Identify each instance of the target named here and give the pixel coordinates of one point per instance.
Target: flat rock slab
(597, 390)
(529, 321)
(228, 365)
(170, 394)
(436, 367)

_PROBLEM TO SOLVE:_ Can you recast the lines above as a numbered list, leaving out any blank lines?

_COMPLETED EXERCISE:_
1. Identify each instance of the target named here and give the pixel coordinates of one point per instance.
2. Target: flat rock slab
3. (597, 390)
4. (529, 321)
5. (228, 365)
6. (170, 394)
7. (436, 367)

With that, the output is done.